"""

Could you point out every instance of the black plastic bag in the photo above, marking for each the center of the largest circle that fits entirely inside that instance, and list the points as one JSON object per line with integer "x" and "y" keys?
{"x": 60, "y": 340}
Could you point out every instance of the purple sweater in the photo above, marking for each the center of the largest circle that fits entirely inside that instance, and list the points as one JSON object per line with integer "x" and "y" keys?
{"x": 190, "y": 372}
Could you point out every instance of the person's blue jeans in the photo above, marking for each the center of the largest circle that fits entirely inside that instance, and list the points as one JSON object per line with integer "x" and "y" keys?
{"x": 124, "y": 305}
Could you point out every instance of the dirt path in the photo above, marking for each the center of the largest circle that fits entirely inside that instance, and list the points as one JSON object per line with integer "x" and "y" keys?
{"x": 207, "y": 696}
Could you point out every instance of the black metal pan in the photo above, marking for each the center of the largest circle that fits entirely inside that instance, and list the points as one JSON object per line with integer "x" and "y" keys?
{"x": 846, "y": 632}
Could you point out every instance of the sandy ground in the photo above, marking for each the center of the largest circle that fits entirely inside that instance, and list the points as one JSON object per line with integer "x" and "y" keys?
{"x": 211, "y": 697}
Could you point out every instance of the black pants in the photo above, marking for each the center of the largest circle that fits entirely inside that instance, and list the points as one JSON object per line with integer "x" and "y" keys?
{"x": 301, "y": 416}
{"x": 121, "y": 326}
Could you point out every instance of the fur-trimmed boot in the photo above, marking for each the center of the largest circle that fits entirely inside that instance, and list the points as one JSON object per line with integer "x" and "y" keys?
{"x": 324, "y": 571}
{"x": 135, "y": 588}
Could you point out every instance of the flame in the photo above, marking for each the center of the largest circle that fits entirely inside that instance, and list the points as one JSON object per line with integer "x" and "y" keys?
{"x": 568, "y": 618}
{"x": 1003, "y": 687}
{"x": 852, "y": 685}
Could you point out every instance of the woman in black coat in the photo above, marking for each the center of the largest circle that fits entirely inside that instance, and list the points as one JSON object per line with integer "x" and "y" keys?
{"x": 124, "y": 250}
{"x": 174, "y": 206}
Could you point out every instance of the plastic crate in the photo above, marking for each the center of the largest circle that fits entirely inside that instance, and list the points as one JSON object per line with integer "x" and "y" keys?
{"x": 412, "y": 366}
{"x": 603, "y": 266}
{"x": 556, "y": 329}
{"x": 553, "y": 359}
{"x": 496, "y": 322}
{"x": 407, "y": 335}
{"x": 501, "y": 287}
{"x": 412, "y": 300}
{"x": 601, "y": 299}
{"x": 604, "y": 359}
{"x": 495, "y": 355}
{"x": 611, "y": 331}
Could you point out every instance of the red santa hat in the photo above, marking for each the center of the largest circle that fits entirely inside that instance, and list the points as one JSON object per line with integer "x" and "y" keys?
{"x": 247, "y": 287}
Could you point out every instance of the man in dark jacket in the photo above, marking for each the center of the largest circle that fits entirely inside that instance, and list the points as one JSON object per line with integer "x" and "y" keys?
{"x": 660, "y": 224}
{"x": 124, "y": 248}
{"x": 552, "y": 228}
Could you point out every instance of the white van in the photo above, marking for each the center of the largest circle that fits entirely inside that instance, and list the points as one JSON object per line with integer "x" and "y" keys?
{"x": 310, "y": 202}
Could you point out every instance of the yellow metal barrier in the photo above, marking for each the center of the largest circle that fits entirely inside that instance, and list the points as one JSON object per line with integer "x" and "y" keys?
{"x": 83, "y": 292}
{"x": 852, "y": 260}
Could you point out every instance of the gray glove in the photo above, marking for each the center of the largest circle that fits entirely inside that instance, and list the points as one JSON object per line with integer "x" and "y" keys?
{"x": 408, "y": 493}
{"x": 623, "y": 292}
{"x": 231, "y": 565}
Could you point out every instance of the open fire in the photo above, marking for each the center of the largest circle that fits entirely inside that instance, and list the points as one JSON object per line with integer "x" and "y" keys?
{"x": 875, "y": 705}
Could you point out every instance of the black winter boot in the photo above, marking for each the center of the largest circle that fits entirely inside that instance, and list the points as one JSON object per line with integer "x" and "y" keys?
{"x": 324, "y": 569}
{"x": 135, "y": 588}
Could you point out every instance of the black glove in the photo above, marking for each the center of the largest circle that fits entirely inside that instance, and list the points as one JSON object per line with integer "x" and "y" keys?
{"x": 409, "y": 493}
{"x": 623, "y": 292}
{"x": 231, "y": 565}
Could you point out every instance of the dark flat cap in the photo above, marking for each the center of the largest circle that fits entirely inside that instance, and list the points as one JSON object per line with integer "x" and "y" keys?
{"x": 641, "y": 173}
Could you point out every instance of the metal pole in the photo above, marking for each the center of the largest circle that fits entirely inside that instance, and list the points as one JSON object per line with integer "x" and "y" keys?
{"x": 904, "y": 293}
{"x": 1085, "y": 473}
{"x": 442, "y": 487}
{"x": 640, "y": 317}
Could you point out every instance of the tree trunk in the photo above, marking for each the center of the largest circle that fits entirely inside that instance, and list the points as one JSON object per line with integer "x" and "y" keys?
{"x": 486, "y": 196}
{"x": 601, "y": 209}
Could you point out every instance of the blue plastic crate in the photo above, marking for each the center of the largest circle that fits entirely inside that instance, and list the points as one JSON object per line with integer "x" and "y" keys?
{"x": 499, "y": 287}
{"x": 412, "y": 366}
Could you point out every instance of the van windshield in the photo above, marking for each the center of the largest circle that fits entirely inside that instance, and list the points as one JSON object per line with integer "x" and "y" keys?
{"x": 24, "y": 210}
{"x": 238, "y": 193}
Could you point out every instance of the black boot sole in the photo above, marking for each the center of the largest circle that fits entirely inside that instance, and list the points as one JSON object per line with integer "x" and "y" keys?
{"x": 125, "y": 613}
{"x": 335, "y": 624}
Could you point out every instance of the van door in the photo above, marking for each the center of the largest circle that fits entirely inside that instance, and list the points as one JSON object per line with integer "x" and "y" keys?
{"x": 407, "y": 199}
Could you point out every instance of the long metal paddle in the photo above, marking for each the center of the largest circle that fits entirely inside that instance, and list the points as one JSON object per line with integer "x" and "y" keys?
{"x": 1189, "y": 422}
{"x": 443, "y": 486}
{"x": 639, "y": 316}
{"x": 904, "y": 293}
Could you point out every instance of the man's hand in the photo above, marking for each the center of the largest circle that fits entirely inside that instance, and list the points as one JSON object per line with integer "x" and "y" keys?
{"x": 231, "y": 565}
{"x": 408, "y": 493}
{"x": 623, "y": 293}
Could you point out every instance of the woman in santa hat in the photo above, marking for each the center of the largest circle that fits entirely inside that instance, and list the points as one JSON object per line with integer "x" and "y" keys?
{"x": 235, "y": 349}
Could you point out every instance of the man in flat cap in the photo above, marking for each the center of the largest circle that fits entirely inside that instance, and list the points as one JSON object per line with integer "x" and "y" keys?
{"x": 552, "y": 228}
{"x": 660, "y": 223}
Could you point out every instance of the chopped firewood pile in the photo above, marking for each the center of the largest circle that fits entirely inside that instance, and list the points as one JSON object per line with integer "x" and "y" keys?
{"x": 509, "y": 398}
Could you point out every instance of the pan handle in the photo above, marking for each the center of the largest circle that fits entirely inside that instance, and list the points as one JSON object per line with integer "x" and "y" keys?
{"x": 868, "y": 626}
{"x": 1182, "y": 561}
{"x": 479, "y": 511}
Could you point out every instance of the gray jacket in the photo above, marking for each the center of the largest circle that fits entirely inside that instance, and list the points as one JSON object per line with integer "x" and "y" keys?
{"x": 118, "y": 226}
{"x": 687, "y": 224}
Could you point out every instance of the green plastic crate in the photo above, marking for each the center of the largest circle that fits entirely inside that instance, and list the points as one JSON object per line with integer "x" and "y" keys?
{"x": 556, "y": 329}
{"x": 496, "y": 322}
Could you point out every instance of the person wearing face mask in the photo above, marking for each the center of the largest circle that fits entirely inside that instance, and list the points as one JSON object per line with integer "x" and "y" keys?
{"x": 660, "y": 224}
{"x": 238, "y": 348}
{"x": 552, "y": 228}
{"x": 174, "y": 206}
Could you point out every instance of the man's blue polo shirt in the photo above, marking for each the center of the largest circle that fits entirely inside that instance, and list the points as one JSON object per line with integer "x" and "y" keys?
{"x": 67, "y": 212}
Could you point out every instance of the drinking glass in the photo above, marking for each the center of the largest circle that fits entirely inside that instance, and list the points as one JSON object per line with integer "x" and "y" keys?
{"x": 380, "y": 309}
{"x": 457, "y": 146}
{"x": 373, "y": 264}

"""

Once you reach the line containing "Could you point out every instance of the drinking", transcribe it and each line after it through the end of the material, exactly and with nothing added.

* _ANSWER TO THE PROBLEM_
Could you point out every instance of the drinking glass in the photo above, marking for each the center of the largest circle that fits entirely inside that instance, and list the points as one JSON object per line with integer "x" and "y" keys?
{"x": 380, "y": 309}
{"x": 457, "y": 146}
{"x": 373, "y": 264}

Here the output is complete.